* start Data *
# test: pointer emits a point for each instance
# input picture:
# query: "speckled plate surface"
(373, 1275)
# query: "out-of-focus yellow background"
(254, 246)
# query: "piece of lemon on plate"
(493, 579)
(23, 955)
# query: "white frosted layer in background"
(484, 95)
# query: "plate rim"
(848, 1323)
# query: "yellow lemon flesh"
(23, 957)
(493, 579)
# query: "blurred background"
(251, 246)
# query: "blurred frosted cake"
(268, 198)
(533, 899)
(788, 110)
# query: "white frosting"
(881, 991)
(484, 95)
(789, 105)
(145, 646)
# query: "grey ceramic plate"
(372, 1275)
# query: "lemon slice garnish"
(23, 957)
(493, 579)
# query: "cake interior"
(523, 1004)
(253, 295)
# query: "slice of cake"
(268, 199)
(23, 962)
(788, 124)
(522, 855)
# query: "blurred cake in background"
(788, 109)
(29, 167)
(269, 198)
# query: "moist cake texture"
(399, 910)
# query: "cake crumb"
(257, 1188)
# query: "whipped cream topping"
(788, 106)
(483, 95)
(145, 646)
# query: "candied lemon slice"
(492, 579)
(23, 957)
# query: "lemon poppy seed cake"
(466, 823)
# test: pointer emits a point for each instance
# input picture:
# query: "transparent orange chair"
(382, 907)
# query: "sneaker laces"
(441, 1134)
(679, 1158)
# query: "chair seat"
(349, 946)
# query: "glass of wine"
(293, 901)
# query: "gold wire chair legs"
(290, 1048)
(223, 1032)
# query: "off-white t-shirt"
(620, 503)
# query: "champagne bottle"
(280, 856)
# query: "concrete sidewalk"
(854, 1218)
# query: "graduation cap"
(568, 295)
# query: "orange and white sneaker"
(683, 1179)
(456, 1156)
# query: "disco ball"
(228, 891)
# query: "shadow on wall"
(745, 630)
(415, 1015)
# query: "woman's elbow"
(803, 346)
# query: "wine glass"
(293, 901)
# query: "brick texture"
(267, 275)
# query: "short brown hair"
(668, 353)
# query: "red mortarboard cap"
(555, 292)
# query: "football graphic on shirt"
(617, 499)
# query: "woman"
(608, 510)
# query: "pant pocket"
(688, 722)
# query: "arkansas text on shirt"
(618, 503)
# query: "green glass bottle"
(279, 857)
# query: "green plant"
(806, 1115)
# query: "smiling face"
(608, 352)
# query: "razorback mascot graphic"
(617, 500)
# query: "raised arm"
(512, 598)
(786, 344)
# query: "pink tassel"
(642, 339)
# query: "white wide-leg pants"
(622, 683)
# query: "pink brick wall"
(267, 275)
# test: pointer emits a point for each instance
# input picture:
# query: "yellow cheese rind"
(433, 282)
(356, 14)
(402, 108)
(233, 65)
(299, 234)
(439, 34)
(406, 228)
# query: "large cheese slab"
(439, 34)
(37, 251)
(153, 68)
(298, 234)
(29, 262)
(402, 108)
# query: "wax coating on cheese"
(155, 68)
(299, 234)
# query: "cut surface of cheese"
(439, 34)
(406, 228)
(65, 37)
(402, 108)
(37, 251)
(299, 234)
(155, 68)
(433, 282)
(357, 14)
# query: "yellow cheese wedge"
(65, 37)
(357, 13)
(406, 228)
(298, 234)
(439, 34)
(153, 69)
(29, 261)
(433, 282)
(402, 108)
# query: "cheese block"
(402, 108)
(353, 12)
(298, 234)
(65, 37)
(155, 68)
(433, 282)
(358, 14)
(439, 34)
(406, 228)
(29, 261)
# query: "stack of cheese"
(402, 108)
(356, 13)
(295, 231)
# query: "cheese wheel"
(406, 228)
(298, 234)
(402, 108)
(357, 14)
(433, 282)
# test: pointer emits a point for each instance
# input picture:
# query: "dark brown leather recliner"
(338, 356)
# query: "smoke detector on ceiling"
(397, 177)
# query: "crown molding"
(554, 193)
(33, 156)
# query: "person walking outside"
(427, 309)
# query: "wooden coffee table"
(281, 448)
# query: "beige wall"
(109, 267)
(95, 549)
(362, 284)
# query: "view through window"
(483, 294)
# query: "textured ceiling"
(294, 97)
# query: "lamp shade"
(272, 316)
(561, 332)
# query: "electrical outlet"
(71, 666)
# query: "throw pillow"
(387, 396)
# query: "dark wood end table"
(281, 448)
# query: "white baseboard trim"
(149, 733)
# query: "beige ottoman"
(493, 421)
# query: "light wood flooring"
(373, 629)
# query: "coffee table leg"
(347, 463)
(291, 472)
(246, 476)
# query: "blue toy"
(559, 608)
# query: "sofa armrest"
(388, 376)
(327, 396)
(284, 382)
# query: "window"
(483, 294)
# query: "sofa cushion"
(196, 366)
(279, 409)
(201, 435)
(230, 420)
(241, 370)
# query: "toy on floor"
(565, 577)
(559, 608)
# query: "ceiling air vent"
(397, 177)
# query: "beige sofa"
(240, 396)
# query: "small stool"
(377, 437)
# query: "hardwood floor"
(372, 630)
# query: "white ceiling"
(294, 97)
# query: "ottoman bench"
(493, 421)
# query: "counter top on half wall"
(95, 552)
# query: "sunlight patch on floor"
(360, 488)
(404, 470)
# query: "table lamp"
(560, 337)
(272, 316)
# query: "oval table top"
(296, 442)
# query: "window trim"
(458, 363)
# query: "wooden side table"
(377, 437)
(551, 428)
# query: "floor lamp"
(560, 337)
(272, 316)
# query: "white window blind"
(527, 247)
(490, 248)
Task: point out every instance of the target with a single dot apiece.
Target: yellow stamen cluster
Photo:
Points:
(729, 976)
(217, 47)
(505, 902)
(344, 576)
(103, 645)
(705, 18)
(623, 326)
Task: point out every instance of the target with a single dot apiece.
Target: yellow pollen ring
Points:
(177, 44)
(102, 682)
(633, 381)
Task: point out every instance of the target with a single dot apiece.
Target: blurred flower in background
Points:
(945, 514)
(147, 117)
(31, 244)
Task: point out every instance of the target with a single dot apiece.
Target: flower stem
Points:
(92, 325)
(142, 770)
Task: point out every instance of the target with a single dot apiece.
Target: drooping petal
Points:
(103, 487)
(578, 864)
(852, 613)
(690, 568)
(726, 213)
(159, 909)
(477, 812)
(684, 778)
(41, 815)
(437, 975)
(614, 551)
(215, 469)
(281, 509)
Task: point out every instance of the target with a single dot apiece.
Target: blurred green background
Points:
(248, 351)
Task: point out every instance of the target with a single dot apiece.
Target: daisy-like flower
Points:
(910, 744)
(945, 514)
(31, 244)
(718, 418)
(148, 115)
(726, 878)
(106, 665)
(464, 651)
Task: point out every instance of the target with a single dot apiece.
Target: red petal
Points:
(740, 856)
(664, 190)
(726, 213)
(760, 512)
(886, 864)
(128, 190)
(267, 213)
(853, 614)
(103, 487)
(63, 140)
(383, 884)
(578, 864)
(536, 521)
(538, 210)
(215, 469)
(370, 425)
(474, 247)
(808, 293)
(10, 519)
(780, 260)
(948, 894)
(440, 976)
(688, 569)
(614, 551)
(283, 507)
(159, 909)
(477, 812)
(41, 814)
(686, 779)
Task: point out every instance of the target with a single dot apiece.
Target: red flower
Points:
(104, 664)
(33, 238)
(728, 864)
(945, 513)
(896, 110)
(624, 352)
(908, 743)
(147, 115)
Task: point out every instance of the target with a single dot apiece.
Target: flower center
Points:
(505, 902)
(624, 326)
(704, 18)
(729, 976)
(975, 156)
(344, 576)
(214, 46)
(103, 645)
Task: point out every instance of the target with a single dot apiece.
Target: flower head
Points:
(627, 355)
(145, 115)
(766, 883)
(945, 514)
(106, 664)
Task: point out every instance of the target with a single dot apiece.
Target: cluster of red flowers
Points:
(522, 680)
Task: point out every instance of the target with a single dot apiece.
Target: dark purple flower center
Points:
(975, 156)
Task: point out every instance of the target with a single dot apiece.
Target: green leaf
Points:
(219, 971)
* end Data *
*Set exercise*
Count how many lines in the records above contain the string "glass", and reply with only that number.

*Finished task*
3